Our experimental results showed that the fO₂ slightly decreases with decompression. No clear effect of decompression rate was observed. The water contents decreased with decompression and were almost consistent with equilibrium solubility. In contrast, the sulfur contents showed a slight decrease during decompression from 100 to 50 MPa and then no clear increase and decrease during additional decompression.

The results obtained were compared with the redox evolution predicted from the thermodynamic model of Burgisser et al. (2015). The model shows that magma is reduced if the existence of a pre-exsolved fluid phase is assumed, while magma is oxidized when it contains only water or no pre-exsolved fluid phases. This is because sulfur buffers the oxidation of magma through a reaction with oxygen in the fluid phase. In our experiments, pre-exsolved fluid phase existed and the experimental and theoretical redox evolutions are qualitatively consistent. Based on these results, we inferred that the redox condition of sulfur-bearing hydrous magma is not oxidized during explosive volcanism with a pre-exsolved fluid phase and closed-system degassing. In contrast, if magma contains only water or sulfur-bearing hydrous magma experiences open-system degassing, it may be oxidized. Finally, we conclude that the effects of fluid composition, pre-exsolved fluid phases, and degassing processes on redox evolution must be evaluated to understand redox evolution during decompression and thus to determine redox condition of magma reservoir.

| Tasks to complete |
**A)** According to the magma redox excerpt, how did the water contents change with decompression?
**B)** For each statement, indicate whether it agrees with the magma redox excerpt, answering yes or no and quoting the deciding words. (i) A clear effect of decompression rate was observed. (ii) A pre-exsolved fluid phase existed in the experiments. (iii) The model of Burgisser et al. (2015) shows that magma containing only water is reduced.
The records that follow have no connection to the magma redox excerpt.

| The data |
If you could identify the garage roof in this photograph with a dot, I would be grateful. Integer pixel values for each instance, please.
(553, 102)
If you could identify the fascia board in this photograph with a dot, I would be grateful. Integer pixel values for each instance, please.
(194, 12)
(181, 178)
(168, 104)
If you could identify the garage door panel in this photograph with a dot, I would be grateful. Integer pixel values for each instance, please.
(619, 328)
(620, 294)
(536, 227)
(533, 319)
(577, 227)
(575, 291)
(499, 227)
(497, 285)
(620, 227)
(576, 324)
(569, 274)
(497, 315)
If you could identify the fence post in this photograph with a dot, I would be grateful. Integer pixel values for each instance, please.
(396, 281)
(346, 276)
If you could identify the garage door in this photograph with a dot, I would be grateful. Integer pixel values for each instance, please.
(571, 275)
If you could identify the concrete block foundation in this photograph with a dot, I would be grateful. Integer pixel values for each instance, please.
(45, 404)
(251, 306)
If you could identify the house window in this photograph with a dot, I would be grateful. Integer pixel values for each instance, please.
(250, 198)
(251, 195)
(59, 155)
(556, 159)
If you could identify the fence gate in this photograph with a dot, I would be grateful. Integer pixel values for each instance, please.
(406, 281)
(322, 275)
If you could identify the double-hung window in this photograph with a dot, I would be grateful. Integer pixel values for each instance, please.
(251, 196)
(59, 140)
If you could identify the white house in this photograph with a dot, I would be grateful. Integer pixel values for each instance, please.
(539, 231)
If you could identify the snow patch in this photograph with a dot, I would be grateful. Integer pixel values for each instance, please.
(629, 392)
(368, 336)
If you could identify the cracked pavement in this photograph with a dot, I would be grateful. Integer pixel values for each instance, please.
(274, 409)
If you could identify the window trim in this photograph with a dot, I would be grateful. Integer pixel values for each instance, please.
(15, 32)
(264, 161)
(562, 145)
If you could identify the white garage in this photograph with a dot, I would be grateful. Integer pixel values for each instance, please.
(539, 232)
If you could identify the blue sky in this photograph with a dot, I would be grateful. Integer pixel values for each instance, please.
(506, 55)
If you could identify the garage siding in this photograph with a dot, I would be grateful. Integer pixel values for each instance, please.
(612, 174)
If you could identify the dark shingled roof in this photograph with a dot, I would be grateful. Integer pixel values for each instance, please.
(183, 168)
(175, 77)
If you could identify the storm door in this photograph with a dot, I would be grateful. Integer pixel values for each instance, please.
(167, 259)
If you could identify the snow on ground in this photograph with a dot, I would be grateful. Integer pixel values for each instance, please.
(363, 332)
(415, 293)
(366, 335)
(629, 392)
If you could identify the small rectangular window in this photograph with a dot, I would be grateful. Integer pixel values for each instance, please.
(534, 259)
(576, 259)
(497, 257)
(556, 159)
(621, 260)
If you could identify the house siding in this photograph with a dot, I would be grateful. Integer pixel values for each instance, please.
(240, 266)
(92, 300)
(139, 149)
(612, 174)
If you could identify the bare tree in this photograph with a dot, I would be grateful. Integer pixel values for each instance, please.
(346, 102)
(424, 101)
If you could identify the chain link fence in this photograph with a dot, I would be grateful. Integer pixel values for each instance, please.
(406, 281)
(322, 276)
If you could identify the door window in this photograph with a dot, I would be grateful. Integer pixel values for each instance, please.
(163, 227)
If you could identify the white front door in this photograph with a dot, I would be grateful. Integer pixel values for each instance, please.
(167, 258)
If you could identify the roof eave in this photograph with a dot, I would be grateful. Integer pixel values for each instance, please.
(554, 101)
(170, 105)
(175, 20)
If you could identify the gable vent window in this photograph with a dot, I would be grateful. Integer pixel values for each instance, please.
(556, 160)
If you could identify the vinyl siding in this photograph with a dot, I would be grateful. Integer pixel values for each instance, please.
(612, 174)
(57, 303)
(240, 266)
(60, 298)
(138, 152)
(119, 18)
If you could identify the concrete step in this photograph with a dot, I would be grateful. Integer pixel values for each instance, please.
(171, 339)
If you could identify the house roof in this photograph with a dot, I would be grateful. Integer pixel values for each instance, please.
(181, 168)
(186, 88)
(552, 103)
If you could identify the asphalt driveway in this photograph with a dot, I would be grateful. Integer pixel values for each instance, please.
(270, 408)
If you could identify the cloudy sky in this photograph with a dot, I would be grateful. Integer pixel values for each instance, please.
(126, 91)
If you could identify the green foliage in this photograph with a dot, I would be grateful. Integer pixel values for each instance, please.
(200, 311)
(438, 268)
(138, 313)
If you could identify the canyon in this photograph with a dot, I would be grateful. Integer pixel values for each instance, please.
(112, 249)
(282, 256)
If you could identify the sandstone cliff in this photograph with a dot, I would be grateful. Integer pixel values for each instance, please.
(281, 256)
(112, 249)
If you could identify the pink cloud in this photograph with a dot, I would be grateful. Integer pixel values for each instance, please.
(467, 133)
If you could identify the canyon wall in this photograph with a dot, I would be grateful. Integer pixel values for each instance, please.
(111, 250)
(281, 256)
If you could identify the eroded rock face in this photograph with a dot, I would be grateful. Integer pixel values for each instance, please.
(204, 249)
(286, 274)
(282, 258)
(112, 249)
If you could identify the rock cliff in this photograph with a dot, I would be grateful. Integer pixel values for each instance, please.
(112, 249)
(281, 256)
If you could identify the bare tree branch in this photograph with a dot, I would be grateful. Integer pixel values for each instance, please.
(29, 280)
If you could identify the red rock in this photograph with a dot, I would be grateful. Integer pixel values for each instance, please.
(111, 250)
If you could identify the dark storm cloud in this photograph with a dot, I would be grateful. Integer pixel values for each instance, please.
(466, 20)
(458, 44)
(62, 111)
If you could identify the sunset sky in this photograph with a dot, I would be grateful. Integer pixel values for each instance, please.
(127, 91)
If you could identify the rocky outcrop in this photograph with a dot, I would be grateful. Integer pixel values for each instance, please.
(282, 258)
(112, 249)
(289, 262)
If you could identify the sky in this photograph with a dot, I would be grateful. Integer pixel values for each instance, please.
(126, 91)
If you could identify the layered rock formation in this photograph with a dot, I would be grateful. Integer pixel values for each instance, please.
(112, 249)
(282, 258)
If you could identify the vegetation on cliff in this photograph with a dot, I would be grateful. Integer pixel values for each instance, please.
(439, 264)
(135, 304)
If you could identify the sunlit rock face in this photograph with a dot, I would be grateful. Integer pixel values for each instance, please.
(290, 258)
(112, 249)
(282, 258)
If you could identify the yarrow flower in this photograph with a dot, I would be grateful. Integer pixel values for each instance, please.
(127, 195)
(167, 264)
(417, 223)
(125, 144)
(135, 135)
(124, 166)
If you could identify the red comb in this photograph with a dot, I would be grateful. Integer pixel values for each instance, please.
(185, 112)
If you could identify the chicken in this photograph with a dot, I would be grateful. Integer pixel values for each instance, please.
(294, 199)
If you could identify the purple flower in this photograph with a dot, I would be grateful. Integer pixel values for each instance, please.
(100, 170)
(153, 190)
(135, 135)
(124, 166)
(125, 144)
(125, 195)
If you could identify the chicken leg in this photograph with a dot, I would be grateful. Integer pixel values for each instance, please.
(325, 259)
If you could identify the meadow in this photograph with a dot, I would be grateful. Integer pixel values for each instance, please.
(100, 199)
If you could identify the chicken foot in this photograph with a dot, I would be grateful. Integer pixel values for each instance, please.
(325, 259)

| Solutions to the problems |
**A)** They decreased with decompression and were almost consistent with equilibrium solubility.

**B)**
(i) No: "No clear effect of decompression rate was observed."
(ii) Yes: "In our experiments, pre-exsolved fluid phase existed"
(iii) No: "magma is oxidized when it contains only water or no pre-exsolved fluid phases"